■ PAGE EXCERPT ■
###
NVIDIA UFM Enterprise User Manual v6.18.0
NVIDIA UFM Enterprise User Manual v6.18.0

Autonomous Link Maintenance (ALM) Plugin

The primary objective of the Autonomous Link Maintenance (ALM) plugin is to enhance cluster availability and improve the rate of job completion. This objective is accomplished by utilizing machine learning (ML) models to predict potential link failures. The plugin then isolates the expected failing links, implements maintenance procedures on them, and subsequently restores the fixed links to their original state by removing the isolation.
###
[Polygon annotations for photos]
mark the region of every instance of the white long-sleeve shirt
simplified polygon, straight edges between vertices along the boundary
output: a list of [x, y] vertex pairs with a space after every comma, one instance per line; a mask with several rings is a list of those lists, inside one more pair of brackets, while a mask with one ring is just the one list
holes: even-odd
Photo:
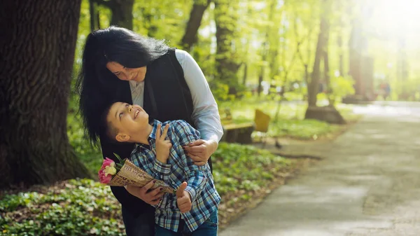
[[[197, 62], [183, 50], [175, 50], [175, 56], [184, 72], [186, 82], [192, 97], [192, 118], [195, 127], [205, 140], [218, 143], [223, 135], [217, 103], [209, 87], [209, 83]], [[133, 103], [143, 106], [144, 81], [130, 81]]]

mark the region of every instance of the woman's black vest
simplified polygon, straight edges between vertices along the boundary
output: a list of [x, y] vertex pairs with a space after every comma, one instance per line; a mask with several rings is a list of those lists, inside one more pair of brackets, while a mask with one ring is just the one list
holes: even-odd
[[[132, 104], [131, 90], [128, 81], [119, 83], [113, 101]], [[109, 99], [109, 98], [108, 98]], [[111, 99], [110, 99], [111, 100]], [[183, 71], [176, 57], [175, 49], [170, 49], [166, 55], [147, 66], [144, 81], [144, 109], [150, 119], [162, 122], [184, 120], [194, 125], [191, 119], [192, 99], [186, 82]], [[134, 148], [133, 144], [111, 144], [101, 139], [104, 158], [112, 158], [113, 153], [121, 158], [129, 158]], [[210, 161], [209, 162], [210, 163]], [[124, 187], [111, 187], [112, 192], [118, 201], [133, 214], [142, 212], [154, 212], [154, 208], [130, 194]]]

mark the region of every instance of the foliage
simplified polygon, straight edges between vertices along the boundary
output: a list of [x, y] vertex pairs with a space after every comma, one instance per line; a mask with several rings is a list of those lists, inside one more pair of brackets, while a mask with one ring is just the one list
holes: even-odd
[[[46, 193], [20, 193], [0, 200], [0, 235], [122, 236], [120, 204], [92, 180], [71, 180]], [[13, 212], [20, 215], [19, 220]]]
[[[293, 95], [290, 95], [293, 97]], [[253, 120], [255, 110], [262, 110], [271, 116], [268, 135], [270, 137], [287, 137], [298, 139], [312, 139], [327, 136], [338, 131], [339, 125], [330, 125], [325, 122], [304, 120], [307, 105], [299, 101], [284, 102], [280, 106], [279, 118], [274, 120], [278, 104], [271, 101], [255, 99], [244, 99], [241, 101], [225, 102], [219, 103], [219, 110], [223, 112], [229, 109], [232, 120], [236, 123], [248, 123]], [[351, 112], [351, 107], [340, 104], [337, 109], [342, 113], [345, 119], [351, 121], [358, 118]], [[222, 116], [223, 117], [223, 116]], [[259, 135], [254, 132], [254, 137]]]
[[[258, 190], [291, 162], [268, 151], [237, 144], [219, 144], [213, 155], [214, 176], [219, 193]], [[270, 171], [267, 171], [270, 169]]]
[[[220, 144], [212, 160], [222, 198], [240, 190], [258, 190], [291, 165], [267, 151], [226, 143]], [[92, 180], [70, 180], [47, 191], [5, 195], [0, 214], [0, 235], [125, 235], [119, 203], [109, 187]]]

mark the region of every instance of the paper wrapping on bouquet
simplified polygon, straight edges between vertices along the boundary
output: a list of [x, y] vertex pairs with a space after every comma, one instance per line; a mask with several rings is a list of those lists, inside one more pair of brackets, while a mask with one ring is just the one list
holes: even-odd
[[[153, 179], [153, 177], [150, 174], [130, 160], [126, 160], [121, 169], [112, 178], [108, 185], [110, 186], [125, 186], [130, 184], [143, 187]], [[165, 193], [174, 193], [174, 188], [160, 180], [156, 180], [156, 183], [151, 189], [160, 187], [163, 188], [162, 191]]]

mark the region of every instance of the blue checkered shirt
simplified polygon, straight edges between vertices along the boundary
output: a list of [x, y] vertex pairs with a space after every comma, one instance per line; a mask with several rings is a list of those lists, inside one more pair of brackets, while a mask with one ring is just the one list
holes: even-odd
[[[156, 160], [155, 139], [158, 124], [162, 125], [161, 133], [165, 125], [169, 124], [167, 137], [171, 140], [172, 147], [167, 164]], [[131, 154], [131, 160], [155, 179], [162, 180], [174, 189], [184, 181], [188, 183], [186, 191], [191, 196], [191, 210], [181, 214], [176, 204], [176, 196], [166, 193], [160, 202], [155, 206], [155, 222], [164, 228], [177, 232], [182, 218], [188, 230], [192, 232], [217, 209], [220, 201], [209, 165], [194, 165], [182, 148], [183, 146], [200, 139], [200, 132], [184, 120], [162, 123], [155, 120], [153, 126], [148, 137], [149, 145], [136, 144]]]

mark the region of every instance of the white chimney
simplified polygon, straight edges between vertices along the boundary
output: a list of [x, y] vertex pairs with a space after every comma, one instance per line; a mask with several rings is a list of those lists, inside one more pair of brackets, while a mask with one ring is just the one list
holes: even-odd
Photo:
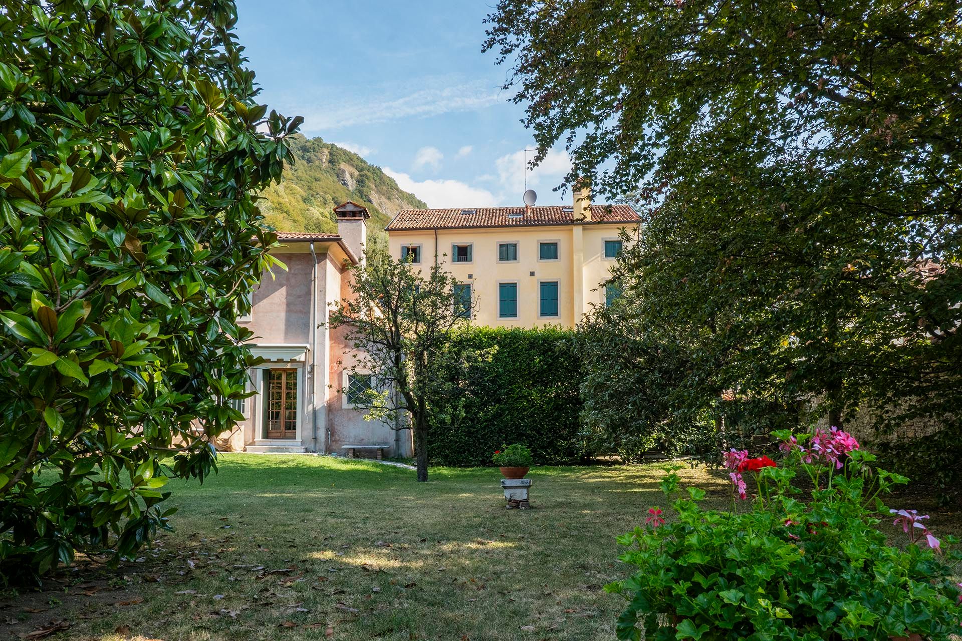
[[370, 218], [367, 208], [347, 201], [334, 208], [334, 215], [338, 219], [338, 235], [357, 259], [364, 263], [364, 248], [367, 242], [367, 221]]
[[592, 185], [587, 179], [580, 181], [583, 186], [575, 186], [571, 193], [574, 196], [574, 219], [592, 219]]

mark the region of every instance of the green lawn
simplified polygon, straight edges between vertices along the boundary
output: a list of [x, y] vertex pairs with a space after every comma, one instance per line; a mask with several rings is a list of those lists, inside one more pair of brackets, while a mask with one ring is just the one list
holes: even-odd
[[534, 508], [506, 510], [494, 468], [418, 483], [367, 461], [225, 455], [203, 486], [169, 486], [176, 532], [119, 573], [79, 573], [24, 629], [56, 615], [70, 628], [55, 639], [613, 639], [615, 536], [664, 504], [662, 474], [536, 468]]
[[[664, 468], [535, 468], [534, 508], [506, 510], [494, 468], [418, 483], [369, 461], [224, 455], [203, 486], [168, 485], [177, 531], [138, 562], [0, 596], [0, 637], [63, 620], [55, 641], [611, 640], [621, 603], [601, 586], [628, 572], [615, 537], [665, 506]], [[722, 471], [680, 474], [729, 505]], [[956, 516], [933, 512], [933, 530], [962, 530]]]

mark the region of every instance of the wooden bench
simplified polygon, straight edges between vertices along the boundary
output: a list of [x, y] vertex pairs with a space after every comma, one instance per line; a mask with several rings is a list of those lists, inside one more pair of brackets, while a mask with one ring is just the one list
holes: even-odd
[[384, 451], [391, 445], [342, 445], [342, 450], [347, 450], [347, 457], [354, 458], [355, 450], [377, 450], [377, 459], [384, 460]]

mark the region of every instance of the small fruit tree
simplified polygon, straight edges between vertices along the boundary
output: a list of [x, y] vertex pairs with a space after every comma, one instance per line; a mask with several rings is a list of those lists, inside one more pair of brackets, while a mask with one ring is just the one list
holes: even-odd
[[[256, 193], [302, 119], [255, 102], [233, 2], [0, 12], [0, 576], [129, 555], [203, 480], [251, 363]], [[168, 456], [173, 456], [170, 459]]]

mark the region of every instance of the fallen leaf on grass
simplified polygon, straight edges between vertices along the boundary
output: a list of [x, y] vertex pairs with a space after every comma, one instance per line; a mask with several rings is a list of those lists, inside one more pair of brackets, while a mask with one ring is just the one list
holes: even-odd
[[51, 621], [49, 624], [43, 628], [38, 628], [32, 632], [21, 632], [17, 634], [21, 639], [43, 639], [54, 632], [59, 632], [62, 629], [66, 629], [70, 627], [66, 621]]

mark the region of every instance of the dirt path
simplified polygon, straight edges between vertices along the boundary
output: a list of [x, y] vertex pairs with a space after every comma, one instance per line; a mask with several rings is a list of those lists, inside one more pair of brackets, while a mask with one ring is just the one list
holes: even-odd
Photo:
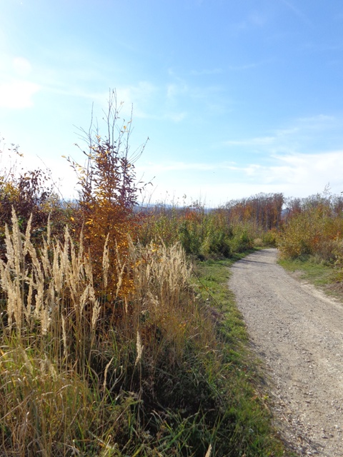
[[267, 367], [284, 439], [300, 456], [343, 456], [343, 305], [291, 277], [276, 249], [232, 268], [229, 287]]

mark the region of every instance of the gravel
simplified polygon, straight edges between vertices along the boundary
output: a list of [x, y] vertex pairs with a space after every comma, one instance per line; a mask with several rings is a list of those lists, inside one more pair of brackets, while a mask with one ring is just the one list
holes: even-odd
[[232, 267], [230, 289], [262, 361], [281, 438], [299, 456], [343, 456], [343, 305], [264, 249]]

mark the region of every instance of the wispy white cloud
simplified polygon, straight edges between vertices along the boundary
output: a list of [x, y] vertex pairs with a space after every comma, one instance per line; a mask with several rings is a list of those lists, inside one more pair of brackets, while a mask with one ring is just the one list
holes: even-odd
[[0, 83], [0, 107], [22, 109], [32, 106], [34, 96], [39, 89], [38, 84], [29, 81]]
[[29, 108], [41, 86], [29, 78], [31, 65], [25, 58], [2, 54], [0, 58], [0, 107]]
[[[332, 191], [343, 190], [343, 150], [313, 154], [274, 156], [270, 163], [247, 166], [230, 162], [168, 162], [149, 164], [137, 170], [156, 176], [155, 196], [185, 194], [202, 196], [208, 205], [259, 192], [282, 192], [285, 196], [306, 197], [322, 192], [329, 183]], [[177, 183], [177, 185], [176, 184]]]
[[224, 73], [223, 69], [203, 69], [202, 70], [192, 70], [191, 74], [195, 76], [202, 76], [203, 75], [221, 74]]
[[304, 14], [304, 13], [297, 7], [294, 6], [294, 5], [289, 1], [289, 0], [279, 0], [284, 5], [290, 9], [299, 19], [302, 19], [304, 22], [306, 22], [307, 24], [312, 24], [309, 18]]
[[242, 140], [228, 140], [222, 143], [223, 146], [266, 146], [272, 144], [275, 141], [274, 136], [261, 136]]

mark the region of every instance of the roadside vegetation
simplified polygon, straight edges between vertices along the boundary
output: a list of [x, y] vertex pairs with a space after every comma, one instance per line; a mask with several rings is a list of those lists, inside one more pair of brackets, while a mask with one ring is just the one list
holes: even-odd
[[81, 131], [85, 164], [66, 158], [74, 201], [1, 144], [0, 453], [282, 456], [228, 267], [277, 245], [340, 271], [342, 209], [284, 218], [280, 194], [139, 207], [145, 144], [130, 152], [116, 101], [103, 136]]
[[343, 198], [329, 189], [287, 202], [277, 241], [280, 264], [343, 297]]

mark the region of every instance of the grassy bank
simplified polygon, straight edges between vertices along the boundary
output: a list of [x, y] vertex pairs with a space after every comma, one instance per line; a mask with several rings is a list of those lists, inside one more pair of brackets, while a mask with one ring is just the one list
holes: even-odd
[[282, 455], [227, 289], [232, 261], [194, 273], [179, 245], [129, 238], [125, 258], [112, 253], [116, 291], [106, 243], [94, 270], [67, 229], [61, 243], [48, 227], [38, 248], [14, 215], [4, 241], [1, 455]]
[[216, 321], [222, 345], [222, 376], [228, 389], [224, 401], [235, 423], [231, 451], [218, 456], [282, 456], [284, 450], [270, 425], [267, 398], [260, 388], [261, 373], [249, 348], [234, 296], [227, 286], [229, 267], [244, 255], [198, 262], [196, 268], [197, 287]]

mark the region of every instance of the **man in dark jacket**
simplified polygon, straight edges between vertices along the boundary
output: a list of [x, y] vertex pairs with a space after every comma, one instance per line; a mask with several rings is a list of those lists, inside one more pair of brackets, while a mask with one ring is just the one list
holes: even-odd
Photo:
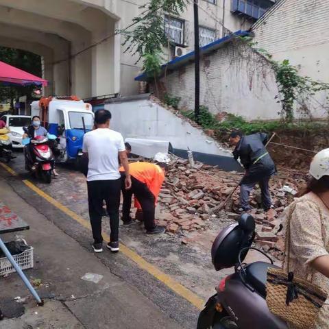
[[267, 211], [272, 207], [269, 182], [276, 169], [265, 146], [267, 140], [268, 136], [264, 133], [244, 136], [240, 132], [233, 132], [230, 135], [230, 144], [235, 146], [233, 151], [234, 159], [240, 158], [246, 171], [240, 184], [242, 211], [252, 209], [249, 204], [249, 195], [256, 183], [258, 183], [262, 192], [264, 210]]

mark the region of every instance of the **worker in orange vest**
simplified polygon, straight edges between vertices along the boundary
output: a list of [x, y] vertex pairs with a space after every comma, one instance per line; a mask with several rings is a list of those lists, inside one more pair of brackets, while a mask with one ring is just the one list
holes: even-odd
[[161, 186], [164, 180], [167, 166], [164, 163], [155, 164], [149, 162], [134, 162], [129, 164], [129, 171], [132, 178], [132, 188], [124, 187], [125, 169], [120, 168], [123, 195], [123, 225], [129, 226], [132, 220], [130, 217], [132, 197], [134, 194], [143, 210], [143, 217], [146, 232], [149, 234], [162, 234], [165, 228], [156, 225], [156, 204]]

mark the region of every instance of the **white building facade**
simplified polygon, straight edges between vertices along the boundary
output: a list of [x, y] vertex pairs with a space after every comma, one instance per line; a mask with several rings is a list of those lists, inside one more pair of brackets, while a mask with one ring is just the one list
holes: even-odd
[[[249, 31], [255, 48], [265, 49], [277, 61], [289, 60], [299, 74], [329, 83], [328, 0], [280, 0]], [[207, 49], [208, 47], [208, 49]], [[281, 106], [276, 75], [265, 58], [239, 40], [225, 38], [202, 51], [200, 103], [214, 114], [227, 112], [248, 120], [280, 118]], [[158, 89], [180, 98], [180, 106], [194, 108], [194, 53], [171, 61]], [[143, 80], [139, 76], [137, 79]], [[153, 86], [156, 91], [156, 86]], [[329, 93], [297, 99], [296, 118], [327, 118]]]
[[[125, 53], [123, 36], [146, 0], [0, 0], [0, 45], [42, 57], [46, 95], [82, 98], [138, 93], [136, 57]], [[202, 44], [226, 30], [249, 28], [271, 0], [199, 0]], [[182, 51], [194, 47], [193, 4], [167, 17], [166, 31]], [[169, 56], [179, 49], [173, 47]]]

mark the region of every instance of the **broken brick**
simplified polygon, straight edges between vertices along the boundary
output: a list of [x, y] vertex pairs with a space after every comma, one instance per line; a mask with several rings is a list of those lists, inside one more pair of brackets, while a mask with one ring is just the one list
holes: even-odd
[[168, 228], [168, 230], [171, 233], [175, 233], [178, 230], [178, 226], [173, 223], [170, 224], [169, 227]]
[[278, 240], [278, 237], [271, 232], [257, 232], [256, 235], [258, 240], [272, 242], [276, 242]]

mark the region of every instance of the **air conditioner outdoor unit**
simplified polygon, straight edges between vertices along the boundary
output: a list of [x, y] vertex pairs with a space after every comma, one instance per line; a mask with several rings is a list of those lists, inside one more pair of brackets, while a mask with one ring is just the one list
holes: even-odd
[[187, 53], [187, 49], [186, 48], [182, 48], [182, 47], [175, 47], [175, 57], [180, 57], [183, 55], [185, 55]]

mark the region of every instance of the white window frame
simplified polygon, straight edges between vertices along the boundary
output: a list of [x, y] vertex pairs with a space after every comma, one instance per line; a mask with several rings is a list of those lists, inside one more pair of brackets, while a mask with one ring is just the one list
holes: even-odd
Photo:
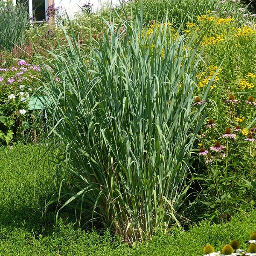
[[[12, 0], [13, 2], [13, 5], [15, 6], [16, 4], [16, 0]], [[48, 7], [48, 0], [44, 0], [44, 4], [45, 8], [45, 11], [46, 11], [47, 8]], [[32, 0], [28, 0], [28, 10], [29, 13], [29, 17], [31, 18], [33, 17], [33, 2]], [[46, 17], [46, 13], [45, 12], [45, 19], [46, 21], [47, 20], [47, 17]], [[43, 21], [33, 21], [32, 20], [31, 20], [31, 22], [32, 23], [35, 22], [36, 23], [42, 23], [44, 22]]]

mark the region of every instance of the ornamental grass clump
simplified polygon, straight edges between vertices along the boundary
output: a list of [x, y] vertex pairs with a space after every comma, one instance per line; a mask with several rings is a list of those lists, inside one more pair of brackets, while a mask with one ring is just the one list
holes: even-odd
[[[130, 243], [178, 223], [190, 150], [206, 115], [198, 122], [192, 110], [196, 48], [183, 51], [187, 39], [172, 39], [167, 25], [141, 36], [140, 22], [104, 22], [89, 56], [67, 36], [66, 49], [51, 53], [54, 72], [44, 73], [52, 132], [66, 148], [60, 170], [66, 167], [72, 187], [61, 208], [78, 207], [79, 224], [89, 215]], [[61, 188], [59, 196], [66, 195]]]
[[29, 27], [25, 4], [14, 6], [12, 1], [0, 1], [0, 51], [11, 51], [21, 46], [24, 32]]

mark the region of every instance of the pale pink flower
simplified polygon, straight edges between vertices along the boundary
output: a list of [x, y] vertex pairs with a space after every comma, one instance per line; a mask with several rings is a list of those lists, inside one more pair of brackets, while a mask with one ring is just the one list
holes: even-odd
[[214, 145], [210, 147], [210, 149], [216, 152], [219, 152], [223, 149], [225, 148], [225, 146], [221, 145], [219, 142], [217, 141], [214, 144]]

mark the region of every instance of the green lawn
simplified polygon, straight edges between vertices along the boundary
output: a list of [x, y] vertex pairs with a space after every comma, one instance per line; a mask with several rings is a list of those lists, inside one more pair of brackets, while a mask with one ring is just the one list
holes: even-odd
[[42, 210], [54, 172], [45, 152], [30, 145], [0, 148], [0, 255], [200, 255], [206, 244], [219, 250], [234, 238], [247, 248], [244, 242], [256, 229], [254, 211], [226, 224], [203, 221], [188, 231], [159, 232], [149, 242], [130, 247], [107, 232], [76, 229], [73, 212], [55, 228], [50, 209], [45, 225]]

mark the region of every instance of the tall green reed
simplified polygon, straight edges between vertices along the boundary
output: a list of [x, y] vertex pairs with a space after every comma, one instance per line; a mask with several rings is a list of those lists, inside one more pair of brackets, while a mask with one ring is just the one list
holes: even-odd
[[50, 52], [54, 72], [44, 69], [51, 132], [65, 148], [57, 176], [65, 171], [61, 184], [71, 188], [60, 186], [59, 202], [70, 198], [59, 209], [78, 207], [79, 224], [90, 214], [92, 224], [130, 243], [169, 228], [178, 222], [205, 117], [199, 123], [191, 109], [197, 47], [167, 23], [148, 36], [138, 15], [116, 27], [103, 21], [101, 40], [86, 57], [63, 29], [68, 45]]
[[0, 51], [10, 51], [14, 45], [22, 45], [28, 19], [26, 4], [13, 6], [12, 1], [0, 1]]

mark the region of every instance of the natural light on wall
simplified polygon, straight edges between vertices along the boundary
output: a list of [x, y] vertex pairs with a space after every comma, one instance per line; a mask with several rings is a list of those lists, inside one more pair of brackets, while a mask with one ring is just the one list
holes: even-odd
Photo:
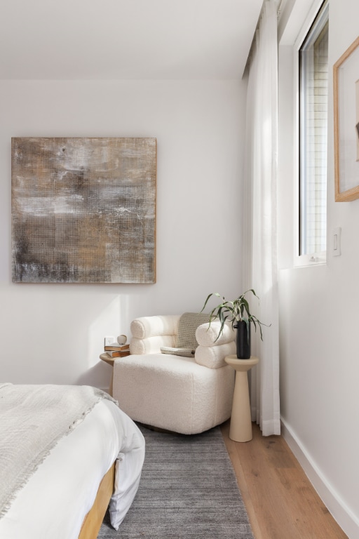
###
■ EXERCISE DETAILS ■
Extend the page excerpt on the Autonomous Link Maintenance plugin, starting right after its last sentence.

■ REPLY TO THE EXERCISE ■
The ALM plugin performs the following tasks:

  1. Collects telemetry data from UFM and employs ML jobs to predict which ports need to be isolated/de-isolated

  2. Identifies potential link failures and isolates them to avert any interruption to traffic flow

  3. Maintains a record of maintenance procedures that can be executed to restore an isolated link

  4. After performing the required maintenance, the system verifies if the links can be de-isolated and restored to operational status (brought back online)

The ALM plugin operates in the following two distinct modes:

  1. Shadow mode

    • Collects telemetry data, runs ML prediction jobs, and saves the predictions to files.

  2. Active mode

    • Collects telemetry data, runs ML prediction jobs, and saves the predictions to files.

    • Automatically isolates and de-isolates based on predictions.

    • It is essential to note that a subset of the links must be specified in the allow list to enable this functionality.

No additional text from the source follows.